> TEXTO EXTRAÍDO
###

“Puesto que los alimentos representan una proporción considerable y volátil de los ajustados presupuestos familiares en los países más pobres, el aumento de precios está volviendo a surgir como una amenaza al crecimiento y la estabilidad social en todo el mundo”
Robert Zoellick, presidente del Banco Mundial
Hablar de alimentos en el mundo indicaría que tenemos entre manos una cuestión económica y eminentemente técnica que debiera ser resuelta por especialistas en esta problemática. Sin embargo, pocos deben ser los problemas cuya complejidad requiera la concurrencia simultánea de tal variedad de estudiosos que van desde políticos y sociólogos hasta meteorólogos y químicos, desde expertos en nutrición hasta financistas o antropólogos, y desde otras disciplinas que se suman para dilucidar esta temática que desvela a la dirigencia global. Días atrás tuvo lugar en Buenos Aires un importante seminario del que participaron los ministros de Economía y de Agricultura de los países que integran el G-20, un foro multilateral que cobró gran impulso luego del estallido de la crisis financiera internacional a mediados de 2007. El tema abordado fue justamente la suba de los precios de las commodities alimentarias.
Tampoco escapa al tema que nos ocupa la crisis en los países árabes y en el norte de África, que sacude al mundo y, si bien es multicausal, está dramáticamente vinculada al exponencial aumento de los alimentos, justamente en esos territorios que no los tienen y que deben importarlos, con el correspondiente drenaje de divisas. Esta problemática encabeza cualquier lista de enumeración de motivos que explican un escenario que muchos consideran superior aun a la caída del Muro de Berlín. También cuando se escriben docenas de libros y notas periodísticas sobre la bonanza latinoamericana, sin que se hayan modificado los problemas estructurales que tantos politólogos sentenciaron durante décadas, vuelven a aparecer los alimentos, esta vez por su abundancia, como la razón de base del actual florecimiento de la región.

###

> LÍNEAS EXTRAÍDAS
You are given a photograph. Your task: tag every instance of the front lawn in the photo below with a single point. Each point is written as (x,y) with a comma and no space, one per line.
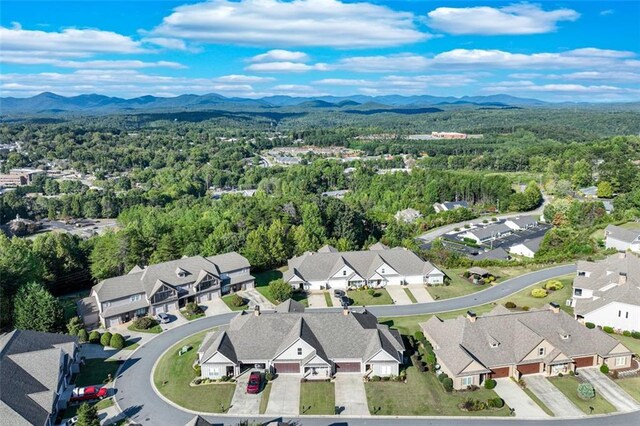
(363,298)
(317,398)
(423,395)
(569,387)
(631,385)
(266,392)
(95,371)
(174,373)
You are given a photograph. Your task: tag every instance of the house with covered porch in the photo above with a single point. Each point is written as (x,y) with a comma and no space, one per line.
(315,345)
(502,343)
(377,267)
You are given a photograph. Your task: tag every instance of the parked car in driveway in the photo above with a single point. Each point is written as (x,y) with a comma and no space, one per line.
(163,318)
(255,382)
(88,393)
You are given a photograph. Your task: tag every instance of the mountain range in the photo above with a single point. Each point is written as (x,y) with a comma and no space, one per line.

###

> EJERCICIOS PARA COMPLETAR
1. ¿Cómo se traduce al inglés esta oración del texto sobre los alimentos: «El tema abordado fue justamente la suba de los precios de las commodities alimentarias.»?
2. ¿Concuerdan con el texto sobre los alimentos estas afirmaciones? Responde sí o no a cada una y cita las palabras del texto que lo deciden. (a) El seminario se celebró en Buenos Aires. (b) El G-20 cobró impulso tras la caída del Muro de Berlín. (c) La abundancia de alimentos aparece como la razón de base del florecimiento de la región latinoamericana.
Las líneas no cumplen ninguna función aquí.

> RESPUESTAS EN ORDEN
1. The topic addressed was precisely the rise in the prices of food commodities.

2.
(a) Sí: «Días atrás tuvo lugar en Buenos Aires un importante seminario».
(b) No: «cobró gran impulso luego del estallido de la crisis financiera internacional a mediados de 2007».
(c) Sí: «vuelven a aparecer los alimentos, esta vez por su abundancia, como la razón de base del actual florecimiento de la región».